Rows of box annotation data:
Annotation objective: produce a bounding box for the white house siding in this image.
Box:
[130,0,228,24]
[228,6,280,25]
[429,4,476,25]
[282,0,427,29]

--- The request ---
Output the data above without any changes.

--- Correct response ---
Annotation objective: produce a bounding box for the white house siding in this image.
Box:
[130,0,228,24]
[228,6,280,25]
[429,4,476,25]
[282,0,427,29]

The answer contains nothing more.